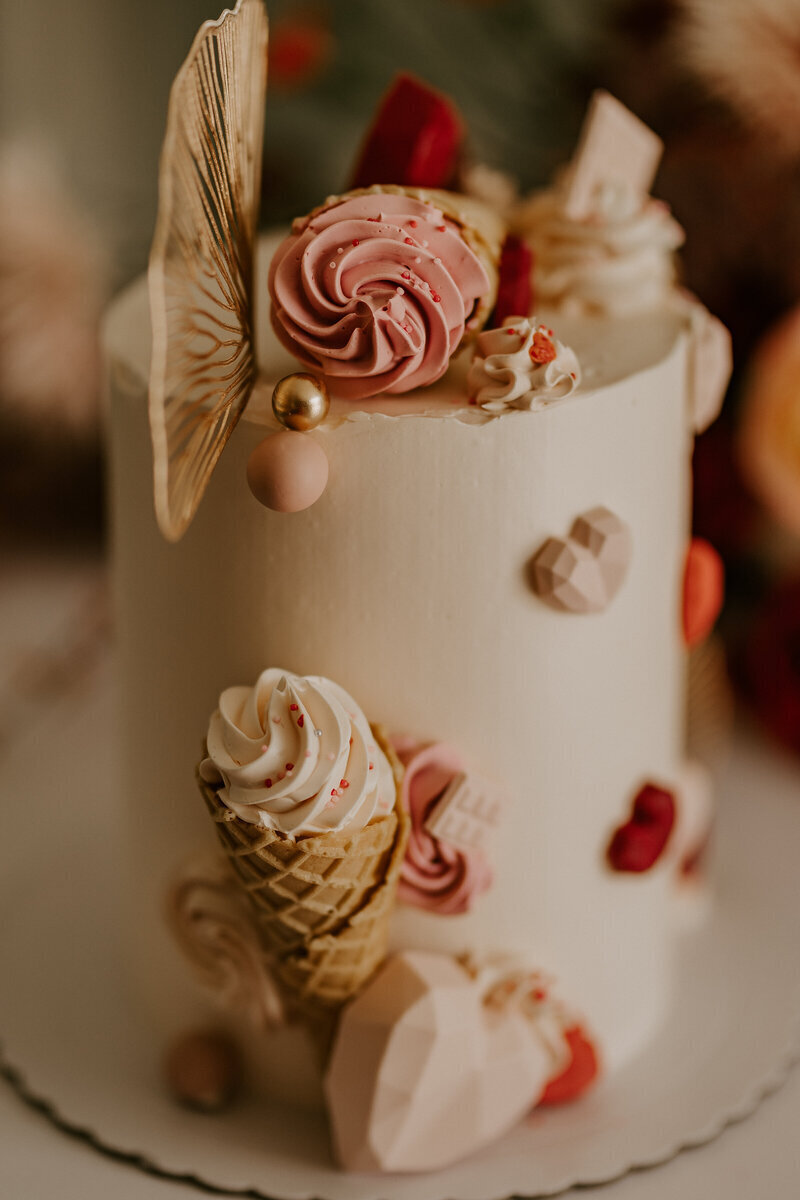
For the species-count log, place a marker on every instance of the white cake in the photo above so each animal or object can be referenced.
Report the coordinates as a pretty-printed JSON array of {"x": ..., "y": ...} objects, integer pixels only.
[
  {"x": 407, "y": 583},
  {"x": 481, "y": 550}
]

**TASK DIRECTIONS:**
Could you write out only the lines of the listing above from the one that contains "Report the coordinates" through its final line, exactly and inclusive?

**RESPONSE TO THE EXERCISE:**
Report the coordinates as a pretty-printed JSON array of {"x": ..., "y": ...} objects, integer pixels only.
[
  {"x": 407, "y": 583},
  {"x": 481, "y": 550}
]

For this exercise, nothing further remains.